▶ _INFORMATION_:
[Start of Attachment]

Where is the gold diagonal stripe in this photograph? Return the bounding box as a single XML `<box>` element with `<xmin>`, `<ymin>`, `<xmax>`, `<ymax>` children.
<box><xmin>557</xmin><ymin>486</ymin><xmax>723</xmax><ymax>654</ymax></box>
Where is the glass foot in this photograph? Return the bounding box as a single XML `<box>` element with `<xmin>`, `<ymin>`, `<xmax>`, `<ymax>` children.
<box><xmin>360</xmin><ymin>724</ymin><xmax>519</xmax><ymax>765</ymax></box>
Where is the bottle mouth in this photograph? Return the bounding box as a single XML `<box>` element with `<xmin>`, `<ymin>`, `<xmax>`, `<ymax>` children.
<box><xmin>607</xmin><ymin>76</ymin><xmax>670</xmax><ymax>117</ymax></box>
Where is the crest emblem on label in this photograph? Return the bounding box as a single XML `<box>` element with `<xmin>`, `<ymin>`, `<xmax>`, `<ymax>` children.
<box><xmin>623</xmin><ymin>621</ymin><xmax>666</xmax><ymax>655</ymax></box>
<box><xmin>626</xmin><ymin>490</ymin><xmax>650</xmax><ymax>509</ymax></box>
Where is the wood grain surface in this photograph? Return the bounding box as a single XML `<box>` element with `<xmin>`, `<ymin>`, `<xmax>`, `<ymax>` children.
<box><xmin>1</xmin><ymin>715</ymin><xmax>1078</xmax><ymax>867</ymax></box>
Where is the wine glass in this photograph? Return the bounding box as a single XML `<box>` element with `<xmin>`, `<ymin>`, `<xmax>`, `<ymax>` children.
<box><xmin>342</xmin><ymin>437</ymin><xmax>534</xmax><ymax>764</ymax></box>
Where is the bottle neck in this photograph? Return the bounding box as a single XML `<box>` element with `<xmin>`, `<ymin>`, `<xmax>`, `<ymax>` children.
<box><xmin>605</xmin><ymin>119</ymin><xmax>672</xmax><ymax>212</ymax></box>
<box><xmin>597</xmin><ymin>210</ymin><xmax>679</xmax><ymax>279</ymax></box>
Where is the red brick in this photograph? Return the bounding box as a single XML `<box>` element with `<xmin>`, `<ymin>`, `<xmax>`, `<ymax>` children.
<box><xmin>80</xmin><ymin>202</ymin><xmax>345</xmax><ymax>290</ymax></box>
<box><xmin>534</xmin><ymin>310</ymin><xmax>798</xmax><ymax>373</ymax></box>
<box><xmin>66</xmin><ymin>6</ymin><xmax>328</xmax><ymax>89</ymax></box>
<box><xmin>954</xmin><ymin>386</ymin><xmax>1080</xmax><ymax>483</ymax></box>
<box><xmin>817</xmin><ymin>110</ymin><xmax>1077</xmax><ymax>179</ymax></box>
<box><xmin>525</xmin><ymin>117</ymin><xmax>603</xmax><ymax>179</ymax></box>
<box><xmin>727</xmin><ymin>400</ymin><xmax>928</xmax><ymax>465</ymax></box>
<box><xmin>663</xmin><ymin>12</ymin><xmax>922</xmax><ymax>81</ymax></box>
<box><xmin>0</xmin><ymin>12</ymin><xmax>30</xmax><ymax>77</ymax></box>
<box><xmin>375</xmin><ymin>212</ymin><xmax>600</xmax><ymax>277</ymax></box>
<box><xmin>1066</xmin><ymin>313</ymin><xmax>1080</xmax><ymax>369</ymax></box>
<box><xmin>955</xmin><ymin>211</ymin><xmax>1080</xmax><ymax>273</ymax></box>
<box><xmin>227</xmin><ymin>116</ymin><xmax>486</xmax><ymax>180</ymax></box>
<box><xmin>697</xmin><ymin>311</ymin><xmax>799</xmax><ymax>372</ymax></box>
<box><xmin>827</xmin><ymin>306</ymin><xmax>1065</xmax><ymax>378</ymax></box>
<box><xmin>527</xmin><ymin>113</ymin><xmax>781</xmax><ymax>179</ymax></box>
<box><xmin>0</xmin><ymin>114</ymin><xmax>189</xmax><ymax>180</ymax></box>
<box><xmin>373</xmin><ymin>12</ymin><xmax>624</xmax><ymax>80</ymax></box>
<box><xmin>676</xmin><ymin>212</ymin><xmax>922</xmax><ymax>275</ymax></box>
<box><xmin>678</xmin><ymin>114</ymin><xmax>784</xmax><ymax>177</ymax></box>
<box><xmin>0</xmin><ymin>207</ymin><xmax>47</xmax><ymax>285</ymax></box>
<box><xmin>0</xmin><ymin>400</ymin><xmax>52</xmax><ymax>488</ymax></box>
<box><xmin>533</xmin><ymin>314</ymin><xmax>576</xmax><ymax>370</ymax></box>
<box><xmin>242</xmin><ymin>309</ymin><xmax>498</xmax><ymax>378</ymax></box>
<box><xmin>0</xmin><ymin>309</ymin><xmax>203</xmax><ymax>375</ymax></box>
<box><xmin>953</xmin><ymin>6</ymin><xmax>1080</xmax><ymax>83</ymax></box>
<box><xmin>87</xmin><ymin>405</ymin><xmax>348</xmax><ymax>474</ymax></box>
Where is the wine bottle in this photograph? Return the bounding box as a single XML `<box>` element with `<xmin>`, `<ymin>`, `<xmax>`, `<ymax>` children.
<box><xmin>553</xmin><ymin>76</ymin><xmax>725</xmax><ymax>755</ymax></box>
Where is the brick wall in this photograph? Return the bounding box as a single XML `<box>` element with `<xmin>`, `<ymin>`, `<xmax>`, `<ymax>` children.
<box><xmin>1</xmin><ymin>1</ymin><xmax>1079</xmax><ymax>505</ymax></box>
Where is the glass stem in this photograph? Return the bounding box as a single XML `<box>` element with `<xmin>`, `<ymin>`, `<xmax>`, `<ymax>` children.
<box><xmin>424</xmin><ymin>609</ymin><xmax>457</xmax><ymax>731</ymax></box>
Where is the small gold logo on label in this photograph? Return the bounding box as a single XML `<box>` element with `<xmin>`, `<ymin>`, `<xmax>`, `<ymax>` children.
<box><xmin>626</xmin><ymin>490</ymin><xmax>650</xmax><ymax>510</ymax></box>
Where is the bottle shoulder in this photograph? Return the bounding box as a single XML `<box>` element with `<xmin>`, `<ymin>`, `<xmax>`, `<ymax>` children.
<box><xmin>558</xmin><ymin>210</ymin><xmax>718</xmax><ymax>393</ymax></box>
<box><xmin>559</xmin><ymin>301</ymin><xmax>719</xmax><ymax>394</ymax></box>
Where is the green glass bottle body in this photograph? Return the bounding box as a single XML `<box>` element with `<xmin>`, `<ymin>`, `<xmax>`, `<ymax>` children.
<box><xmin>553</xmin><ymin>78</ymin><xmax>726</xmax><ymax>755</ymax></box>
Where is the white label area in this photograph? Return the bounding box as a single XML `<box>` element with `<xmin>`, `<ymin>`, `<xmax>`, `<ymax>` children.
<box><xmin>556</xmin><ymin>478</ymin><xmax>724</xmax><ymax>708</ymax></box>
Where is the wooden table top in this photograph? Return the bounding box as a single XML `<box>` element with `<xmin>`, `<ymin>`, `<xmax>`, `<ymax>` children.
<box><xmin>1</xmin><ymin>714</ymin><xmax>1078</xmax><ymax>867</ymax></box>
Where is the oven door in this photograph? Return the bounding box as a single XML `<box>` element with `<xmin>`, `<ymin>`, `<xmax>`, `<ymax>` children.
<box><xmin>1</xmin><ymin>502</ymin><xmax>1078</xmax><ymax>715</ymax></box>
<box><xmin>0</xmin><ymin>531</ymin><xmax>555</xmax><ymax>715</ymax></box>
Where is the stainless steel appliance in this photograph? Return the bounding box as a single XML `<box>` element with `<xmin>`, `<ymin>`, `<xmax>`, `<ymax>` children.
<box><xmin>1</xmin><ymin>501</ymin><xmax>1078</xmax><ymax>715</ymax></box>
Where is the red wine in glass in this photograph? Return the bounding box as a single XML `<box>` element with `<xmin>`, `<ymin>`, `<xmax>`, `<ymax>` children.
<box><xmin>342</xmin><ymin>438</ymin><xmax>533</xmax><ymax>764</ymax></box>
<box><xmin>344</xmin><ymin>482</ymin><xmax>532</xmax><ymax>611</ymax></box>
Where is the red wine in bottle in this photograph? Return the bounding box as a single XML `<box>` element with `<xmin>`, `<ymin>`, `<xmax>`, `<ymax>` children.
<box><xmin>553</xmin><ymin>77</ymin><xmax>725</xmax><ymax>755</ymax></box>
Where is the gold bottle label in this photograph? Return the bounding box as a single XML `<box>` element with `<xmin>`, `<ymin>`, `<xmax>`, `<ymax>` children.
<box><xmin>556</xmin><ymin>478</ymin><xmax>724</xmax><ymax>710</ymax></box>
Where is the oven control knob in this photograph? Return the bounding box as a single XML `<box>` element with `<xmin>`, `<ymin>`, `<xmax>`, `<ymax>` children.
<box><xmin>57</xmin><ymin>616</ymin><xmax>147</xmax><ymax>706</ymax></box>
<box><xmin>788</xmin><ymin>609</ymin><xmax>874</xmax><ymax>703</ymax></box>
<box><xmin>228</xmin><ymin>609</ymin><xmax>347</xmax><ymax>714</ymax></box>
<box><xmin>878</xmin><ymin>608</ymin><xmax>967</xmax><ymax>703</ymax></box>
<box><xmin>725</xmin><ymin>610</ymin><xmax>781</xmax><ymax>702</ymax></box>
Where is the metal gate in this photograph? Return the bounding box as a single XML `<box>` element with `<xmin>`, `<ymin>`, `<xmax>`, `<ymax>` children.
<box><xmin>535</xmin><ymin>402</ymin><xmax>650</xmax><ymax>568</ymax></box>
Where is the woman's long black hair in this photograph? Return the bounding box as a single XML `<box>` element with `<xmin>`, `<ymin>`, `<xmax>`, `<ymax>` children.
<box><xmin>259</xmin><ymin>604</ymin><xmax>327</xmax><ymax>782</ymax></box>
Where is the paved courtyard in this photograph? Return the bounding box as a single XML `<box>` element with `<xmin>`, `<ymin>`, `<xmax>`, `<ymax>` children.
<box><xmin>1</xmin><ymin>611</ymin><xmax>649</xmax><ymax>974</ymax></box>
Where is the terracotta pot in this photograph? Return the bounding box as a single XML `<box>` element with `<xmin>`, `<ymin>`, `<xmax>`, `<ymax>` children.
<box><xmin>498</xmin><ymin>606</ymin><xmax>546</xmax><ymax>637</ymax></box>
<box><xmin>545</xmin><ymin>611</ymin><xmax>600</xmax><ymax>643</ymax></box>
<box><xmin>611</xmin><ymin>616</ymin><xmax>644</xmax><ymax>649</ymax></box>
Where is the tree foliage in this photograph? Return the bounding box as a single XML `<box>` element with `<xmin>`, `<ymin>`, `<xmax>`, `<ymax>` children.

[End of Attachment]

▶ _EXERCISE AIM_:
Give again, word for word, every line from the one holding "Where is the metal" to the end of the data.

▶ _ANSWER SECTION_:
Where is the metal gate in this photograph? Return the bounding box as a single XML `<box>` element with `<xmin>`, `<ymin>`, `<xmax>`, `<ymax>` children.
<box><xmin>535</xmin><ymin>402</ymin><xmax>650</xmax><ymax>568</ymax></box>
Where is the woman's long black hair in this photograph? Return the bounding box as a single XML `<box>` element with `<xmin>`, `<ymin>`, `<xmax>`, `<ymax>` children.
<box><xmin>259</xmin><ymin>604</ymin><xmax>327</xmax><ymax>782</ymax></box>
Where is the paved courtyard in this photograph? Return the bounding box as a single XML `<box>` element with `<xmin>`, `<ymin>`, `<xmax>`, `<ymax>` children.
<box><xmin>1</xmin><ymin>611</ymin><xmax>649</xmax><ymax>974</ymax></box>
Where is the terracotta pot in this photograph? Return the bounding box as a single XML `<box>` element with `<xmin>`, `<ymin>`, `<xmax>`, `<ymax>` children.
<box><xmin>498</xmin><ymin>606</ymin><xmax>546</xmax><ymax>637</ymax></box>
<box><xmin>545</xmin><ymin>611</ymin><xmax>600</xmax><ymax>643</ymax></box>
<box><xmin>611</xmin><ymin>616</ymin><xmax>644</xmax><ymax>649</ymax></box>
Where is the tree foliage in this photograph? Return the bounding box as a single XML `<box>` element with `<xmin>`, `<ymin>`, `<xmax>`, `<ymax>` children.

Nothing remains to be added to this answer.